- **Short exercise**: Will you write out all the entries below exactly?

- **Data for processing**:
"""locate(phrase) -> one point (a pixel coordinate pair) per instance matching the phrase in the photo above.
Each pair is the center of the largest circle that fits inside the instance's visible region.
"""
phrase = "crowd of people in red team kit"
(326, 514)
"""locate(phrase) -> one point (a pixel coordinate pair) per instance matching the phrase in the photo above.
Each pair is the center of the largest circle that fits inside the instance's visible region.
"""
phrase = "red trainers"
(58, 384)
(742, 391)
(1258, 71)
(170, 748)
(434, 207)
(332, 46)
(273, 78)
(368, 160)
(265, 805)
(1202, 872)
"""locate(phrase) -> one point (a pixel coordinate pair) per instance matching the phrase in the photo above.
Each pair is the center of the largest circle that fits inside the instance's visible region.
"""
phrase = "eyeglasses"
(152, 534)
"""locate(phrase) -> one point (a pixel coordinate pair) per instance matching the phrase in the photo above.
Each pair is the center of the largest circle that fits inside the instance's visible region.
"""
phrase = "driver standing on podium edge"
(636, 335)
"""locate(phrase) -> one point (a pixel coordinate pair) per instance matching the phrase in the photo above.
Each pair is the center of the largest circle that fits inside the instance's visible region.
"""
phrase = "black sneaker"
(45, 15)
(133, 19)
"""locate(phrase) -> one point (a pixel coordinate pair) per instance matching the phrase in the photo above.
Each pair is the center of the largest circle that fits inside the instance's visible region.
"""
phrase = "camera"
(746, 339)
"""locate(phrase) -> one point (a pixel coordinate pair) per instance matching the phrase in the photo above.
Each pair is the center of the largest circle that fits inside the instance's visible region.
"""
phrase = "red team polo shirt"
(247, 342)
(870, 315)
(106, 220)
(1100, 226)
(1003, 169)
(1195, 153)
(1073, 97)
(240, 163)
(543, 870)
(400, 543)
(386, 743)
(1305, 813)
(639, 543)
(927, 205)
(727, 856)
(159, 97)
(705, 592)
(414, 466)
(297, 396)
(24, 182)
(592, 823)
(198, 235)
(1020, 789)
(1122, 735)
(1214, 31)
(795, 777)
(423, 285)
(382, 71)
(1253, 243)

- **Completed task**:
"""locate(phrase) -> one point (a pixel coordinate pair) per instance matching the phrase in the photo above.
Each pair is the center of the largest circle that fits inside the instance's visible region.
"""
phrase = "crowd of people in red team kit"
(326, 514)
"""locate(phrase) -> one point (a pixel coordinate pair) per instance matching the phrase in the photo above.
Each pair is the center of the largest circle that fits inside the instance's visible region.
"""
phrase = "red trainers"
(58, 384)
(742, 391)
(1258, 71)
(170, 748)
(434, 207)
(332, 46)
(273, 78)
(368, 160)
(265, 805)
(1202, 872)
"""locate(phrase) -> one point (a pixel coordinate pair) per instance matching the phrase in the photo above.
Each pair is the center of the largest circle that fits inside the instance's visible region.
"""
phrase = "eyeglasses"
(152, 534)
"""locate(phrase) -> one point (a pixel coordinate pair) per instance matching the phrase in the photo above.
Each pair is the center of the largest circle that fits inside the instance's visible region.
"""
phrase = "driver standing on podium edge"
(636, 335)
"""locate(phrase) -> one point (a pixel coordinate pair) per instance matching the phrase in the photo above.
Each pair is the center of the largest circle that fits inside the instance's visible region.
"""
phrase = "black sneaker"
(45, 15)
(133, 19)
"""locate(phrase) -> one point (a pixel coordinate pair) per instance matching the phrase in the photo above.
Each pair is the center of the largest circle that fits inside the instance's visible region.
"""
phrase = "camera"
(746, 339)
"""locate(phrase) -> one point (a pixel coordinate pair) per instance matching the phrase in the photo above.
Each pair is the center of the largest circle that fits inside the instance's visible region.
"""
phrase = "red team polo shirt"
(247, 342)
(870, 315)
(106, 220)
(1100, 226)
(1003, 169)
(1195, 153)
(1073, 97)
(240, 163)
(543, 870)
(400, 543)
(386, 743)
(1305, 813)
(639, 543)
(927, 205)
(727, 856)
(159, 97)
(705, 592)
(414, 466)
(297, 396)
(24, 182)
(592, 823)
(198, 235)
(1020, 789)
(1122, 735)
(1214, 31)
(795, 777)
(423, 285)
(382, 71)
(1253, 243)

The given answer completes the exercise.